Natural-language object grounding data:

########################################

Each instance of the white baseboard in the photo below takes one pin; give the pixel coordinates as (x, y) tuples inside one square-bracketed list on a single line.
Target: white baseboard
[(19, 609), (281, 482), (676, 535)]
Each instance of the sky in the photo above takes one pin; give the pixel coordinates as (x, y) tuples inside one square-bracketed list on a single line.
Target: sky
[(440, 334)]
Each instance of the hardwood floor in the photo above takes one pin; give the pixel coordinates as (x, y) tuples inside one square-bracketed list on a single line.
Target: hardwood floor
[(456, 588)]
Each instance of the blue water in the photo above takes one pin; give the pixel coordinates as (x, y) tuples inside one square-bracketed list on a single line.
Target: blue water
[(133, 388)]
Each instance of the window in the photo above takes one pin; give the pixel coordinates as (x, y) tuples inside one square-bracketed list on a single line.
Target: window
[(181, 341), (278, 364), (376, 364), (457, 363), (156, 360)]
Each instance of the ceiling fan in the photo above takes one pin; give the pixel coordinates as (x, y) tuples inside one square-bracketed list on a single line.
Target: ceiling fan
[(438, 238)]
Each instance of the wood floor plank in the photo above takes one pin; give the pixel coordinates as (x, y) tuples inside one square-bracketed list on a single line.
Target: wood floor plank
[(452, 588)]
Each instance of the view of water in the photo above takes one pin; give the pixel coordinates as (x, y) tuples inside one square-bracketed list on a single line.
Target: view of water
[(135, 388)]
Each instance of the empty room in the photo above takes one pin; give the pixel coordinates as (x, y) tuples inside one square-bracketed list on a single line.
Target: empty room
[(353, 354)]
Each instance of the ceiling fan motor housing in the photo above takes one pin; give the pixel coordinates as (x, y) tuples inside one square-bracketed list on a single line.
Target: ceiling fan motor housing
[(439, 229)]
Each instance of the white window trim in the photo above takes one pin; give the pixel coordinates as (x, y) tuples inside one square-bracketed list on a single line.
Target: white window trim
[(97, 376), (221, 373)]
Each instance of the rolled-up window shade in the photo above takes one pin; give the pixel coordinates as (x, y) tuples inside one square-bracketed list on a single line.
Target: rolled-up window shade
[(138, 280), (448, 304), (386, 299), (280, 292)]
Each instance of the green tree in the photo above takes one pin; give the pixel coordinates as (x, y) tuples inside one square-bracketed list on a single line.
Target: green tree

########################################

(Problem to work on)
The entries above must be transcribed word for word.

(Answer to this exercise)
Each instance of the white baseboard in the photo below takes one pin; give the pixel coordinates as (x, y) tuples inside one square-bracketed list on a single line.
Target: white baseboard
[(19, 609), (281, 482), (676, 535)]
Each instance of the sky in the photo above takes one pin; give the pixel coordinates as (x, y) tuples inside one square-bracketed list on a single line.
Target: sky
[(440, 334)]
Each instance of the hardwood floor in the photo above takes one pin; give the pixel coordinates as (x, y) tuples inside one square-bracketed list on a single line.
Target: hardwood floor
[(456, 588)]
Each instance of the blue water in the photo above takes one pin; give the pixel coordinates as (x, y) tuples inside one square-bracketed list on a single line.
Target: blue water
[(133, 388)]
Each instance of the window in the photo above takes one pin; give the pixel coordinates as (x, y) tuples inside one square-bracketed list on a single line.
Target: window
[(181, 341), (278, 364), (376, 364), (457, 363), (156, 360)]
Each instance of the ceiling fan in the photo above takes one pin; give the pixel coordinates as (x, y) tuples inside one square-bracketed list on a single line.
Target: ceiling fan
[(438, 238)]
Each instance of the wood floor plank in the photo above takes one pin; give the pixel coordinates as (x, y) tuples inside one square-bracketed list on a single line.
Target: wood floor plank
[(452, 588)]
Each instance of the view of water in the photo above takes one pin; give the pixel coordinates as (x, y) tuples inside one square-bracketed list on a single line.
Target: view of water
[(135, 388)]
Each instance of the empty room in the photo above takes one pin; give the pixel coordinates as (x, y) tuples inside one square-bracketed list on a single line.
Target: empty room
[(353, 354)]
Each instance of the ceiling fan motor housing in the photo above takes one pin; give the pixel coordinates as (x, y) tuples inside one square-bracketed list on a single line.
Target: ceiling fan motor housing
[(439, 229)]
Each instance of the white window trim in the photo above takes one pin; give the pixel coordinates as (x, y) tuples inside one square-bracketed list on a single line.
Target: white window trim
[(97, 376), (221, 373)]
Each instance of the rolled-up window shade in the photo above takes one pin; give the pixel coordinates as (x, y) tuples inside one square-bracketed list on a single line.
Target: rolled-up window shade
[(138, 280), (448, 304), (386, 299), (280, 292)]
Each instance of the green tree in the photo above takes one pin; give the pixel coordinates as (x, y) tuples inside one square-bracketed list on a single line.
Target: green tree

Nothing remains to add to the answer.